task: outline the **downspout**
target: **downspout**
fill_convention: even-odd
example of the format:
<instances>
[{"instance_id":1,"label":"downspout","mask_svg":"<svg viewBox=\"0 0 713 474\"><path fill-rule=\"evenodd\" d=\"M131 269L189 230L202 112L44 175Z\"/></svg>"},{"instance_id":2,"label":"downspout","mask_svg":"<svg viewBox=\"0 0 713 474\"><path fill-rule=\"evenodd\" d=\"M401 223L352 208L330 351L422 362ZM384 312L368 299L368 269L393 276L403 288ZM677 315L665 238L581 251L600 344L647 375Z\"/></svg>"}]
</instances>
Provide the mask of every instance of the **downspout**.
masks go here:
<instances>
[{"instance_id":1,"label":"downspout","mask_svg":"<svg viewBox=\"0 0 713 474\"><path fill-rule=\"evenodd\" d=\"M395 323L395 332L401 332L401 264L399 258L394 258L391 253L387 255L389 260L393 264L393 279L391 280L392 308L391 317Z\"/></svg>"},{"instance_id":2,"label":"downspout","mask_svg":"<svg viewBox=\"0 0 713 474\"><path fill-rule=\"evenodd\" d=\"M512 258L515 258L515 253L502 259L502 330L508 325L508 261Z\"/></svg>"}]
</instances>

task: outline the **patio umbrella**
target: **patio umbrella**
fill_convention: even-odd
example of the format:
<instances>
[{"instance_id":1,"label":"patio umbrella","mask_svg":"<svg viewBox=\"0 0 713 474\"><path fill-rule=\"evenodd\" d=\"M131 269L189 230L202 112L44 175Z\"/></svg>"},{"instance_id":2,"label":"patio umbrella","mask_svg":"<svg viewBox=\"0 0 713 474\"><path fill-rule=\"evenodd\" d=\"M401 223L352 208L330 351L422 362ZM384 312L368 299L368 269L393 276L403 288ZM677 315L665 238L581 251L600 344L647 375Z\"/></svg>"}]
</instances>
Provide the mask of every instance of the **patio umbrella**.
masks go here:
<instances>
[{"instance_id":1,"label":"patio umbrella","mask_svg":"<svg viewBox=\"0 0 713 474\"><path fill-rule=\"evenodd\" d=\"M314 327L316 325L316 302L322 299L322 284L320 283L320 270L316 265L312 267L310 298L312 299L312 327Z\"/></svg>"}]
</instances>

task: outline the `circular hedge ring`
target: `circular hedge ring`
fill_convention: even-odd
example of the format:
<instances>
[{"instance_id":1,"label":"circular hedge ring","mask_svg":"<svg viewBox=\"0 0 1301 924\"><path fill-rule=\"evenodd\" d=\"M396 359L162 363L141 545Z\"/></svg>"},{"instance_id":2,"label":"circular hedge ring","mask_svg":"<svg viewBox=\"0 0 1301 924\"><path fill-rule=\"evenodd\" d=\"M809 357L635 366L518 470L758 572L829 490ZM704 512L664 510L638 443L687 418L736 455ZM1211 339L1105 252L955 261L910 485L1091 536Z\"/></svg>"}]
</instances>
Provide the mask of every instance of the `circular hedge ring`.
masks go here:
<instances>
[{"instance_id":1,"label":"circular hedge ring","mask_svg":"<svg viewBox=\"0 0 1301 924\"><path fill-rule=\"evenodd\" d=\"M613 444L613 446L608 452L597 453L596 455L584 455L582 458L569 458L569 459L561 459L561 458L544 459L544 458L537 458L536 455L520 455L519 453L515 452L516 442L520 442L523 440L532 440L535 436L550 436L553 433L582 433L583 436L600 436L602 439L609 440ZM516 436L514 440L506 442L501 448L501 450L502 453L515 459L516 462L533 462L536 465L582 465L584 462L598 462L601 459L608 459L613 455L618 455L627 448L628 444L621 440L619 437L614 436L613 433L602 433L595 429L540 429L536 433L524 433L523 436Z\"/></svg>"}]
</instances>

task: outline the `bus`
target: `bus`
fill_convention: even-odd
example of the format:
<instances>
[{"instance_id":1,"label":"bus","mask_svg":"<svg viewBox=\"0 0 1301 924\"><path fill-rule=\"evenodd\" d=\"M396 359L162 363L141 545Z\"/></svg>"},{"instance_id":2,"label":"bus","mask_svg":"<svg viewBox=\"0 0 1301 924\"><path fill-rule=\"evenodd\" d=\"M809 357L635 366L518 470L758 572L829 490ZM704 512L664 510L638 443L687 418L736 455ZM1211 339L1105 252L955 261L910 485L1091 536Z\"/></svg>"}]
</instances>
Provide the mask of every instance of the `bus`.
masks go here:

--

Count the lines in the records above that contain the string "circular", matching case exactly, and reply with only that number.

§ **Exercise answer**
5